— Start RECORDS SUPPLIED —

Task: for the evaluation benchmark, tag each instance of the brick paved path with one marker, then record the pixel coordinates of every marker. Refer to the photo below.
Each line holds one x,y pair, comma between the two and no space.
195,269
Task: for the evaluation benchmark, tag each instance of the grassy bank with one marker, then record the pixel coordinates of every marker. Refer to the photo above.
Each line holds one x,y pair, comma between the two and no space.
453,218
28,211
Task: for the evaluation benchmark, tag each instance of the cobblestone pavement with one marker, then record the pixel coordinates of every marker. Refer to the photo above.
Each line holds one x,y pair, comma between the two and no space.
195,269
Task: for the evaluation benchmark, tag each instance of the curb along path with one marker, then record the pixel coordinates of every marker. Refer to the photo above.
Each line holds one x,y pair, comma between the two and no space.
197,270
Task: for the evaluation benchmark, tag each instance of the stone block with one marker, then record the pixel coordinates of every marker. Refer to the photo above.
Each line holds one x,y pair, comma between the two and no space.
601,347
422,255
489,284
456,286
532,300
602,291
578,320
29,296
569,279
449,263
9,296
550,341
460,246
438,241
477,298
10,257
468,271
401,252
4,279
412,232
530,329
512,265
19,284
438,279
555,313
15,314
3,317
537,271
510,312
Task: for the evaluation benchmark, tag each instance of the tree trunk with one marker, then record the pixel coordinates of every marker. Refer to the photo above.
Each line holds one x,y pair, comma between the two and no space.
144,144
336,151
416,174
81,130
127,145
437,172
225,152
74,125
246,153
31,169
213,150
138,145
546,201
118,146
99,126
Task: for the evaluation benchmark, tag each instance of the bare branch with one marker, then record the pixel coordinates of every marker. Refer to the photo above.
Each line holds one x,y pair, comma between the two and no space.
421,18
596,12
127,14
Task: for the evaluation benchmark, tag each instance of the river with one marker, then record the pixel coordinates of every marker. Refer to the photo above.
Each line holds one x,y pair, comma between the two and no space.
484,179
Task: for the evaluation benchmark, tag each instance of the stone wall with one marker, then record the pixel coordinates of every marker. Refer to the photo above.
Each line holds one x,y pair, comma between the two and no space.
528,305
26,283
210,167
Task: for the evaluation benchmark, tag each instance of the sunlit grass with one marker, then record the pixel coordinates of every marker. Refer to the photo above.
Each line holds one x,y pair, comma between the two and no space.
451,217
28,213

— End RECORDS SUPPLIED —

- [GOAL]
Copy every one of the entries above word for word, without changing anything.

- [WORKED ANSWER]
Task: for the evaluation benchmark, tag each instance of the brick paved path with one marker, then record the pixel coordinates of every marker. Refer to the photo below.
Each line holds one x,y pair, comma between the two and no space.
195,269
Task: for the evaluation benchmark, tag each instance of the grassy bank with one marker, then record the pixel coordinates of every marker. Refer to the photo above.
Each line holds one x,y pair, comma between the two and no space.
453,218
28,211
Task: for the evaluation benchmark, tag each instance of the cobblestone pavement with one marker, then record the pixel coordinates of every marker. Refer to the photo above.
Each line holds one x,y pair, comma between the two and no space.
195,269
Task: for the evaluation benchmark, tag each instance of the curb along path with one marker, then record the pixel coordinates of every marker. Refer to the photo above.
Each line holds one x,y pair, comma between the two and no space.
197,270
Task: for the evaluation benchmark, tag each instance of the stone block with one marker, then record the pixel coordinates of every marker. Refer to the photo above.
Each line holds one x,y pair, comma between the two and no space.
601,347
422,255
489,284
456,286
532,300
602,291
578,320
29,296
569,279
449,263
9,296
550,341
460,246
438,241
477,298
10,257
468,271
401,252
4,279
412,232
530,329
512,265
19,284
438,279
555,313
15,314
3,317
537,271
510,312
Task: for the evaluation benchmark, tag each instance of the tree trunk with one marker, then record the pixel coordinates of every marker. Refer to the photo above.
Each line holds one x,y pair, comma between the two and no space.
144,144
336,151
416,174
81,130
127,145
437,172
225,152
74,125
246,153
31,169
213,150
138,145
546,201
118,146
99,126
Task: for the evaluation benchmark, tag each instance of the bare branch with one marker, then record the pixel coordinates of every marker. Refer to the photo above.
Each line holds one x,y pair, comma between the two and no space.
421,18
596,12
127,14
Task: for the evaluation benchmark, tag each instance of the river with one marker, then record the pixel coordinates of every marker. Refer to the photo above.
Each line holds one x,y pair, comma between the two and no space.
484,179
Task: for the evaluation benchmark, tag each instance of the stone wall with one marker, then record the pixel coordinates of every marker. Refer to the photo above.
Each line holds one x,y pair, comma between the two and no space.
528,305
26,283
210,167
Task: for the evaluation benchmark, tag each instance of the sunlit grass with one marker, then record the pixel coordinates of every marker. Refer to the photo above.
Each line holds one x,y pair, comma between the two and no space.
451,217
28,213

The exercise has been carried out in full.